### Task goal
Find the line containing "Mark every instance of the desert". Reproduce it and every line after it up to the end of the records, exactly as written.

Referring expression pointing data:
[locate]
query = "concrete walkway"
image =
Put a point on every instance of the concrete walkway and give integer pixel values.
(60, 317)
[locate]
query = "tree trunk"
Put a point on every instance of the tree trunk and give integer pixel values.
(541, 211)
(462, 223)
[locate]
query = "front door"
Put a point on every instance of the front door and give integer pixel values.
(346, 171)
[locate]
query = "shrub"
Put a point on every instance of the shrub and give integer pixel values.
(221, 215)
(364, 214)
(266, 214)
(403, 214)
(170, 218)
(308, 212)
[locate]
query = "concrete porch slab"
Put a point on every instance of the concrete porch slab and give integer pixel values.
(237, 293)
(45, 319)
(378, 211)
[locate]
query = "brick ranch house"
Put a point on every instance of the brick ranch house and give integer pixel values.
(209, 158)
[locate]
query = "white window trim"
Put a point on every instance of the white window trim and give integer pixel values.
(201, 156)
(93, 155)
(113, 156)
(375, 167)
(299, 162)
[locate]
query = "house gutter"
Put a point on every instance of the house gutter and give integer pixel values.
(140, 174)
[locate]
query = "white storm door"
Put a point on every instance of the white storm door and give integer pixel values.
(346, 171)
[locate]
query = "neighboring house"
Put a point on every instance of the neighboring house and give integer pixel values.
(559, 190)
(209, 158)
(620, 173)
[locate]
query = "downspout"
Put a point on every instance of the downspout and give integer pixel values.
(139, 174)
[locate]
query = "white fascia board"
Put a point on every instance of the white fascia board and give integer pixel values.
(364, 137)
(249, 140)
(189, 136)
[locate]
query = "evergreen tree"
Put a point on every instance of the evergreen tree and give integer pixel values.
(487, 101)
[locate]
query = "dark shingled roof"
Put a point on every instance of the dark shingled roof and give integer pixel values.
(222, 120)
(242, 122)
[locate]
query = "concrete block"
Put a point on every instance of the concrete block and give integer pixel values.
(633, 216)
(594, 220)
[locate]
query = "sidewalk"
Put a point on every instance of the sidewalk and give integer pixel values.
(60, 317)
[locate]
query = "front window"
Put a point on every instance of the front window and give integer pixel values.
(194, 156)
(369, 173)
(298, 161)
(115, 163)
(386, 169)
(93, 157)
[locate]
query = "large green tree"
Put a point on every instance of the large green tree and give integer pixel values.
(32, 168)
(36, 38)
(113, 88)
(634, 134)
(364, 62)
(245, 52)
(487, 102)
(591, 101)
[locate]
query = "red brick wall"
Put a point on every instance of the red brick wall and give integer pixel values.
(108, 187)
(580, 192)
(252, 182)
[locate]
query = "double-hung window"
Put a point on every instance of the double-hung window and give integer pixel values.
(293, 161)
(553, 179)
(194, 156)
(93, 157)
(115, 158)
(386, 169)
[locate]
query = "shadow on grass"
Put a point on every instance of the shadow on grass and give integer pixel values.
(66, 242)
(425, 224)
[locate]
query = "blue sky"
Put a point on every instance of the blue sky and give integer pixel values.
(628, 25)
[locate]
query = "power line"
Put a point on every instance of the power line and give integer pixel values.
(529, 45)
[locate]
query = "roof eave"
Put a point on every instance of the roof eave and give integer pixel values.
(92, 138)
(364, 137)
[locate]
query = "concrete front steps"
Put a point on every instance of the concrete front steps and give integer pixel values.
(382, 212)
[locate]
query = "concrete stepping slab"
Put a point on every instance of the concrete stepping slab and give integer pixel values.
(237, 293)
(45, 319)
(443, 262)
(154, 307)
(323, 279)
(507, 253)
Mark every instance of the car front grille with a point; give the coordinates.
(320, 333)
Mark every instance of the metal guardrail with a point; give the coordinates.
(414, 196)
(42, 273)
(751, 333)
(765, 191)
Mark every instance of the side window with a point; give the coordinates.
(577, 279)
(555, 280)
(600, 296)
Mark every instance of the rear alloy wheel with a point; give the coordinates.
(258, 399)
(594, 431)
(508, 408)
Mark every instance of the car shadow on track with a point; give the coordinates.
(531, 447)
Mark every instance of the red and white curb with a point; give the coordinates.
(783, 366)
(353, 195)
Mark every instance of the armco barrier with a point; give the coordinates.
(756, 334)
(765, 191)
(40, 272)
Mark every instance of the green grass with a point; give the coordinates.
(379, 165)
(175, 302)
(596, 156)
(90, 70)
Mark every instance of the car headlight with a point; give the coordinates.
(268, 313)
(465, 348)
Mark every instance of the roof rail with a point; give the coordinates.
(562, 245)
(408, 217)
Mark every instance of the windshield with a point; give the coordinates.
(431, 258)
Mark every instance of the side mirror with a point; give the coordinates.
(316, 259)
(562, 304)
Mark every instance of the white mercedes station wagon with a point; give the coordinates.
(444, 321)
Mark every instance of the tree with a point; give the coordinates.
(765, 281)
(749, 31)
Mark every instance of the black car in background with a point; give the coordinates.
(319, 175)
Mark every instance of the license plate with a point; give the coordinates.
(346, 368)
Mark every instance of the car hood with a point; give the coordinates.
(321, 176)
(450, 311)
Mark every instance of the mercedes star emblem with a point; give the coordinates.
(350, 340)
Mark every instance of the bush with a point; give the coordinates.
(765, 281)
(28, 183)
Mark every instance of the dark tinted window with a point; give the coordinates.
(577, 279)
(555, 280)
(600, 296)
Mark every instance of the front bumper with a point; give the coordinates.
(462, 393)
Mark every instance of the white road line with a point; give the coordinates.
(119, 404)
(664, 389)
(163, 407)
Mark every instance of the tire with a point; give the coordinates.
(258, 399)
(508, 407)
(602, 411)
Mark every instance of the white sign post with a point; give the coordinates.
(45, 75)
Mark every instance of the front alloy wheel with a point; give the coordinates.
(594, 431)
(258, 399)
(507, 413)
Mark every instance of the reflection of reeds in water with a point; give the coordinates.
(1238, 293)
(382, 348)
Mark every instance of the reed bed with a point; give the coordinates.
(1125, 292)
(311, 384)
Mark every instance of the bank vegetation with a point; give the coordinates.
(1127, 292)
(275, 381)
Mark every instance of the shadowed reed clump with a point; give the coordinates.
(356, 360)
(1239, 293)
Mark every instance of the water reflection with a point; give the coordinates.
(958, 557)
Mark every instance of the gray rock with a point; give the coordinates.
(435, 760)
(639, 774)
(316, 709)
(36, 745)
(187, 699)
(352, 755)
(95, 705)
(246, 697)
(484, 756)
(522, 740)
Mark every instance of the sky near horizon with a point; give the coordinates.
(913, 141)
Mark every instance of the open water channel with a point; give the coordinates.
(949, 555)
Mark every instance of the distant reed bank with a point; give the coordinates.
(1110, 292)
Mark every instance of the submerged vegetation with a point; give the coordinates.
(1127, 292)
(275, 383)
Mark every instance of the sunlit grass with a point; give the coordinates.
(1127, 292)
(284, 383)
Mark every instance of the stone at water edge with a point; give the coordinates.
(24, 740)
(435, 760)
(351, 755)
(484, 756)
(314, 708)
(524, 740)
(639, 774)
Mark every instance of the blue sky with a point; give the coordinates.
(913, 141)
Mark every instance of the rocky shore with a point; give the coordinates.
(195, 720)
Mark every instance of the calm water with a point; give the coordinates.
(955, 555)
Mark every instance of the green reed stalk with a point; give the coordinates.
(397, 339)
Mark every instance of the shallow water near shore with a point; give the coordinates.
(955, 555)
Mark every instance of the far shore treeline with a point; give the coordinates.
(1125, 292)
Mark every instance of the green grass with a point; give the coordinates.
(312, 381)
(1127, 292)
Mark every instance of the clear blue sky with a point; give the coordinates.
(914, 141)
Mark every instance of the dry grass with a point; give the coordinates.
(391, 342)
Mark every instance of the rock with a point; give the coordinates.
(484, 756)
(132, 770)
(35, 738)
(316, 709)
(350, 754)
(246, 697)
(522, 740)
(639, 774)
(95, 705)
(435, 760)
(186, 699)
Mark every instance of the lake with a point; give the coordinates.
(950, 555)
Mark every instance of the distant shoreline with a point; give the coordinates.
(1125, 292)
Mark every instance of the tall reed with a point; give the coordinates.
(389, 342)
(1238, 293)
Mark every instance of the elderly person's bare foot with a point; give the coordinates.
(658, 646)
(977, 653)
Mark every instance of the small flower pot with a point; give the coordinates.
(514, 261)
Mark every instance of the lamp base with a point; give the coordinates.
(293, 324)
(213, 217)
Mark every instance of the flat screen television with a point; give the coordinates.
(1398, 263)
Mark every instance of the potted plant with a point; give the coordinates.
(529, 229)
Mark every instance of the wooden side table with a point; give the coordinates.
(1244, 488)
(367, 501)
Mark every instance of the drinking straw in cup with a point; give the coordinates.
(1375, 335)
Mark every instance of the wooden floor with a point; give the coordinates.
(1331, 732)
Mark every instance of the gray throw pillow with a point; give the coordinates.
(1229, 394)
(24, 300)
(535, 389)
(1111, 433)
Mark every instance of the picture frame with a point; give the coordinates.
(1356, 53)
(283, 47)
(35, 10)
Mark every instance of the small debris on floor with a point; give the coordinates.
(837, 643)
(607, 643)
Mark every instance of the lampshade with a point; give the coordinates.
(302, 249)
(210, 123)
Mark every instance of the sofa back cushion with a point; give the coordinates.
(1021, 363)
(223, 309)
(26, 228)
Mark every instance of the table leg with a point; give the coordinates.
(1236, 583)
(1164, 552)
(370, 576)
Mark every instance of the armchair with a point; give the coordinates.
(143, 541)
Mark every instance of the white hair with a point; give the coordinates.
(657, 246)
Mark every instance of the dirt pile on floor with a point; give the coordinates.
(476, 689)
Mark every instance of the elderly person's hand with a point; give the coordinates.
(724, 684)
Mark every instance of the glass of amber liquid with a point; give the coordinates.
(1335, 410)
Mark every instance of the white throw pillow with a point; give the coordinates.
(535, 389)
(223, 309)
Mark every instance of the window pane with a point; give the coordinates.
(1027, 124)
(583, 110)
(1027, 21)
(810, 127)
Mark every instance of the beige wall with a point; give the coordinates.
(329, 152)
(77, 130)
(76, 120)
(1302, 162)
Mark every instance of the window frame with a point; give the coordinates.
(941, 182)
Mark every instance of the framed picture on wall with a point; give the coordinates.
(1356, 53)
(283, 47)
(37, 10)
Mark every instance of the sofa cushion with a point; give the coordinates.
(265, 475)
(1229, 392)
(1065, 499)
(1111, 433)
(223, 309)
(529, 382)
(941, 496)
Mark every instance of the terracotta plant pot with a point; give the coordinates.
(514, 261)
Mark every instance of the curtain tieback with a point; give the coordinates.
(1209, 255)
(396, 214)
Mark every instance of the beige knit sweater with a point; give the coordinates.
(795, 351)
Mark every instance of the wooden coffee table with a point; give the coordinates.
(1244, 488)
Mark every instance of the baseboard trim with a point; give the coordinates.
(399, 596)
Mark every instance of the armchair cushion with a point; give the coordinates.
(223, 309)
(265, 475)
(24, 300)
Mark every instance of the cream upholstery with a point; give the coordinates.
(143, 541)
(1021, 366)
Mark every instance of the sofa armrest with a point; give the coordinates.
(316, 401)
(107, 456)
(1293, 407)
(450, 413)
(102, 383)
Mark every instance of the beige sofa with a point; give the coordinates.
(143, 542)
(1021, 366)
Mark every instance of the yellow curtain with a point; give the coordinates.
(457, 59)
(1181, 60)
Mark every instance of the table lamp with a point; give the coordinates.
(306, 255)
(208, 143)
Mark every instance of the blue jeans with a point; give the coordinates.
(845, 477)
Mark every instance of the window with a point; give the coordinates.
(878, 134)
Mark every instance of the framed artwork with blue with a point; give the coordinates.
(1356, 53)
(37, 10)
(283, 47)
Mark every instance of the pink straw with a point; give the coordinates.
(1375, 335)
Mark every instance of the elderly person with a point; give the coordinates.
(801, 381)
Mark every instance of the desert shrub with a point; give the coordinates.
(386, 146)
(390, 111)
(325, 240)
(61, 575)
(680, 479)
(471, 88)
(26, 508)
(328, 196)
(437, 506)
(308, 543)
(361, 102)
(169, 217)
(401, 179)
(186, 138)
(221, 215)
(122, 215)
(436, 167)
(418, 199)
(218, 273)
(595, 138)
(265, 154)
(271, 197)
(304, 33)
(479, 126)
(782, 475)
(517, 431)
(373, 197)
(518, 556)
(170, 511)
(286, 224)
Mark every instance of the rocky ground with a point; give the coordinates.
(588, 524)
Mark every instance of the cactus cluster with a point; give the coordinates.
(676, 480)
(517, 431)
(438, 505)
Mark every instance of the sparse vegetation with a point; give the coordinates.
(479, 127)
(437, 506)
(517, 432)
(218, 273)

### Expected answer
Mark every instance of the desert shrub with a point; give the coordinates.
(386, 146)
(390, 111)
(325, 240)
(61, 575)
(680, 479)
(471, 88)
(26, 508)
(328, 196)
(437, 506)
(308, 543)
(361, 102)
(169, 217)
(401, 179)
(186, 138)
(221, 215)
(122, 215)
(436, 167)
(418, 199)
(218, 273)
(595, 138)
(265, 154)
(271, 197)
(304, 33)
(479, 126)
(782, 475)
(517, 431)
(373, 197)
(518, 556)
(170, 511)
(286, 224)
Mark every instance of the rocky ground with a point; give the coordinates.
(588, 524)
Mark every instance of the cactus cluster with a point; give the coordinates.
(676, 480)
(517, 431)
(438, 505)
Mark every instance of the sparse vegetation with a point; give the coordinates.
(479, 127)
(437, 506)
(517, 432)
(218, 273)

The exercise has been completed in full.